给定任务 a: 将记录中从包含“If you could point to the gold wall”的那一行到记录末尾的各行（首尾两行都算在内）完整重写，请求文字照样保留，只把答案里的每个坐标值都偏移10，即各加上10。只输出这些行。

--- 阅读文本 ---

FormatPostingsPositionsConsumer FormatPostingsDocsWriter.addDoc(int docID, int termDocFreq) {

    final int delta = docID - lastDocID;

    //当文档数量达到skipInterval倍数的时候,添加跳表项。

    if ((++df % skipInterval) == 0) {

      skipListWriter.setSkipData(lastDocID, storePayloads, posWriter.lastPayloadLength);

      skipListWriter.bufferSkip(df);

   }

   lastDocID = docID;

   if (omitTermFreqAndPositions)

     out.writeVInt(delta);

   else if (1 == termDocFreq)

     out.writeVInt((delta<<1) | 1);

   else {

     //写入文档号及词频信息。

     out.writeVInt(delta<<1);

     out.writeVInt(termDocFreq);

   }

   return posWriter;

}

(2-3-3) 添加位置信息:

FormatPostingsPositionsWriter.addPosition(int position, byte[] payload, int payloadOffset, int payloadLength) {

    final int delta = position - lastPosition;

    lastPosition = position;

    if (storePayloads) {

        //保存位置及payload信息

        if (payloadLength != lastPayloadLength) {

            lastPayloadLength = payloadLength;

            out.writeVInt((delta<<1)|1);

            out.writeVInt(payloadLength);

        } else

            out.writeVInt(delta << 1);

            if (payloadLength > 0)

                out.writeBytes(payload, payloadLength);

    } else

        out.writeVInt(delta);

}

(2-4) 将跳表和词典(tii, tis)写入文件

FormatPostingsDocsWriter.finish() {

//将跳表缓存写入文件

    long skipPointer = skipListWriter.writeSkip(out);

    if (df > 0) {

//将词典(terminfo)写入tii,tis文件

      parent.termsOut(TermInfosWriter).add(fieldInfo.number, utf8.result, utf8.length, termInfo);

    }

  }

将跳表缓存写入文件:

DefaultSkipListWriter(MultiLevelSkipListWriter).writeSkip(IndexOutput)  {

    long skipPointer = output.getFilePointer();

    if (skipBuffer == null || skipBuffer.length == 0) return skipPointer;

    //正如我们在索引文件格式中分析的那样, 高层在前,低层在后,除最低层外,其他的层都有长度保存。

    for (int level = numberOfSkipLevels - 1; level > 0; level--) {

      long length = skipBuffer[level].getFilePointer();

      if (length > 0) {

        output.writeVLong(length);

        skipBuffer[level].writeTo(output);

      }

    }

    //写入最低层

    skipBuffer[0].writeTo(output);

    return skipPointer;

  }

将词典(terminfo)写入tii,tis文件:

  • tii文件是tis文件的类似跳表的东西,是在tis文件中每隔indexInterval个词提取出一个词放在tii文件中,以便很快的查找到词。
  • 因而TermInfosWriter类型中有一个成员变量other也是TermInfosWriter类型的,还有一个成员变量isIndex来表示此对象是用来写tii文件的还是用来写tis文件的。

---

给定任务 b: 按出现顺序列出阅读文本中带有方法体的所有方法，每项写出方法名前面的类名部分和方法名，不写参数。

--- 所给资料 ---

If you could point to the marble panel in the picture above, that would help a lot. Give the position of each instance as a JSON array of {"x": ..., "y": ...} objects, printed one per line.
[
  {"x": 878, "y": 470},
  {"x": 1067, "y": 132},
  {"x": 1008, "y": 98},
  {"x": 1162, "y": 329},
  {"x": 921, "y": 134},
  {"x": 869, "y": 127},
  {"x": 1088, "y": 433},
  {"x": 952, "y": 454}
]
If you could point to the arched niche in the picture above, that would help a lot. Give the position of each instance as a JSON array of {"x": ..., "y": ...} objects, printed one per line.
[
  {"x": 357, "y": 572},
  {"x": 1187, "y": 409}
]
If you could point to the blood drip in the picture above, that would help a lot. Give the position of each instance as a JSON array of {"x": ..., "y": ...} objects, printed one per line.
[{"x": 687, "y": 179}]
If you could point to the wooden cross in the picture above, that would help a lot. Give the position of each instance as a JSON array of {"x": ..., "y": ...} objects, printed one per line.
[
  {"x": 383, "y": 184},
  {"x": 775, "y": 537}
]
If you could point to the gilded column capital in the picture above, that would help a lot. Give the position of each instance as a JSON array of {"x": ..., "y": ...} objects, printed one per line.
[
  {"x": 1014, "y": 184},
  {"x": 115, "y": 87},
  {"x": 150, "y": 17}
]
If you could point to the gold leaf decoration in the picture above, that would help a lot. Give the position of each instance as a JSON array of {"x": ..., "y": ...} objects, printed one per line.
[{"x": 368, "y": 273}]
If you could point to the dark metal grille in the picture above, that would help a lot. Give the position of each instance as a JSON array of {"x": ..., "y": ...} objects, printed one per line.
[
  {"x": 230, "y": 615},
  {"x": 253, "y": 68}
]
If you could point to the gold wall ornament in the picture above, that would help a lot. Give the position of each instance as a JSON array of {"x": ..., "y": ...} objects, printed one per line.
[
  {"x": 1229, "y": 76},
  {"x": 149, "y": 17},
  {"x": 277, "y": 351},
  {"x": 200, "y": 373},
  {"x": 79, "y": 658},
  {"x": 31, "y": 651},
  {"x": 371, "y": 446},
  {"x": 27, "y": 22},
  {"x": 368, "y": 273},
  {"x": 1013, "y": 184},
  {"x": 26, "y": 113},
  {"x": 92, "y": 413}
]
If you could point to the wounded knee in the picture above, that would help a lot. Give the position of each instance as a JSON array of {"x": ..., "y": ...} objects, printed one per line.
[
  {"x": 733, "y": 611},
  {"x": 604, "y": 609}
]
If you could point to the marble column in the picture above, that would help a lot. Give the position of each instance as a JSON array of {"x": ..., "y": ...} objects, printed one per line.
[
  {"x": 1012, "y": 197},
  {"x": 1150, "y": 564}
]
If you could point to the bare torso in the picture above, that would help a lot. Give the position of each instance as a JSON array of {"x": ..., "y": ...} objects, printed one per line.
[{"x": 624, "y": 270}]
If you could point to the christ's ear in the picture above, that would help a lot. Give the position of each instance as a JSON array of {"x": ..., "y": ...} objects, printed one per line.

---

参考答案 a:
If you could point to the gold wall ornament in the picture above, that would help a lot. Give the position of each instance as a JSON array of {"x": ..., "y": ...} objects, printed one per line.
[
  {"x": 1239, "y": 86},
  {"x": 159, "y": 27},
  {"x": 287, "y": 361},
  {"x": 210, "y": 383},
  {"x": 89, "y": 668},
  {"x": 41, "y": 661},
  {"x": 381, "y": 456},
  {"x": 37, "y": 32},
  {"x": 378, "y": 283},
  {"x": 1023, "y": 194},
  {"x": 36, "y": 123},
  {"x": 102, "y": 423}
]
If you could point to the wounded knee in the picture above, that would help a lot. Give the position of each instance as a JSON array of {"x": ..., "y": ...} objects, printed one per line.
[
  {"x": 743, "y": 621},
  {"x": 614, "y": 619}
]
If you could point to the marble column in the picture above, that would help a lot. Give the position of each instance as a JSON array of {"x": ..., "y": ...} objects, printed one per line.
[
  {"x": 1022, "y": 207},
  {"x": 1160, "y": 574}
]
If you could point to the bare torso in the picture above, that would help a lot. Give the position of each instance as a JSON array of {"x": ..., "y": ...} objects, printed one per line.
[{"x": 634, "y": 280}]
If you could point to the christ's ear in the picture above, that would help a lot. Give the position of each instance as a JSON array of {"x": ..., "y": ...} objects, printed one per line.

参考答案 b:
FormatPostingsDocsWriter.addDoc
FormatPostingsPositionsWriter.addPosition
FormatPostingsDocsWriter.finish
DefaultSkipListWriter(MultiLevelSkipListWriter).writeSkip